**AIM:**
Determine how many rows of the records below contain the word "line", and reply with that number alone.

**INPUT MATERIAL:**

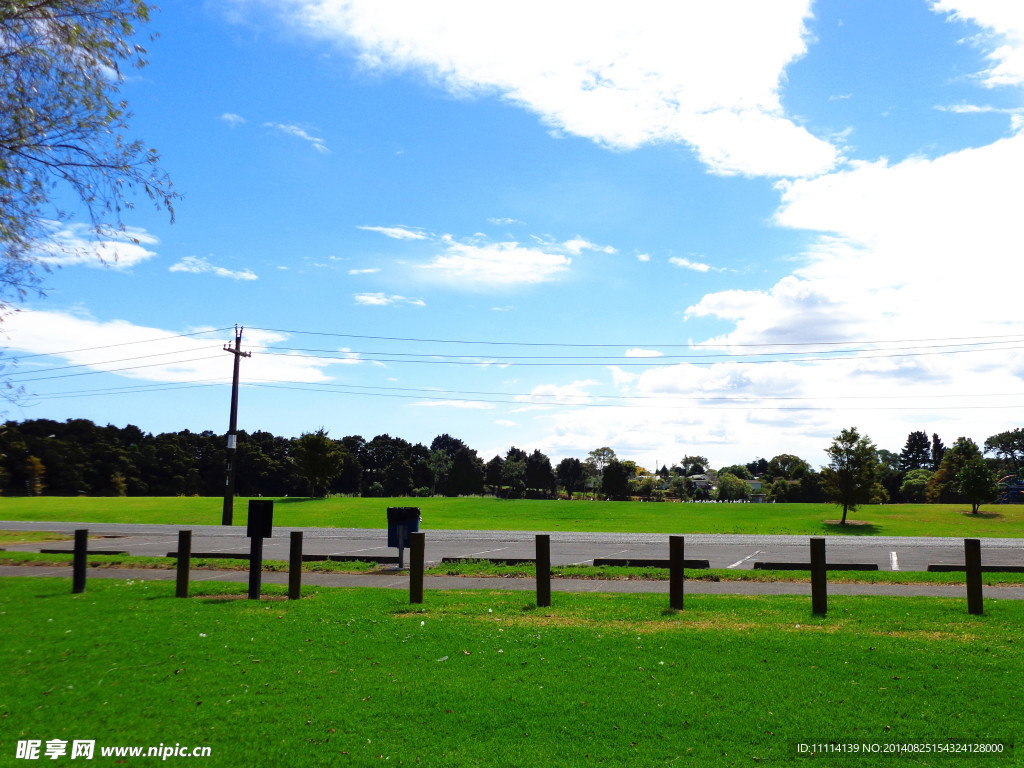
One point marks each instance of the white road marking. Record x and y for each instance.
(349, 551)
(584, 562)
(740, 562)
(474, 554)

==

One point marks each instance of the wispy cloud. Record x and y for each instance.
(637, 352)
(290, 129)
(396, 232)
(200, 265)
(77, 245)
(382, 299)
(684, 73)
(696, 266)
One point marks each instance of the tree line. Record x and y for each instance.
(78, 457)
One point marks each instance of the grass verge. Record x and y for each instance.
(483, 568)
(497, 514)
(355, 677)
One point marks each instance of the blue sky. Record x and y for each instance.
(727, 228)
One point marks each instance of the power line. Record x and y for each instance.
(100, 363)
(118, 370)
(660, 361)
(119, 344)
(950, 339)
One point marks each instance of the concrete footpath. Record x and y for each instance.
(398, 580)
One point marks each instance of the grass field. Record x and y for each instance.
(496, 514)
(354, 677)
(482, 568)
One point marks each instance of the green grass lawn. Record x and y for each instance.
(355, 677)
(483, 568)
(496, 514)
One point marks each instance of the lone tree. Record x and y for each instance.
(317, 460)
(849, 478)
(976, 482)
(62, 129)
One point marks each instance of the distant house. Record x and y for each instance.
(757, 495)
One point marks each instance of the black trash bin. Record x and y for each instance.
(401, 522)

**WORKED ANSWER:**
2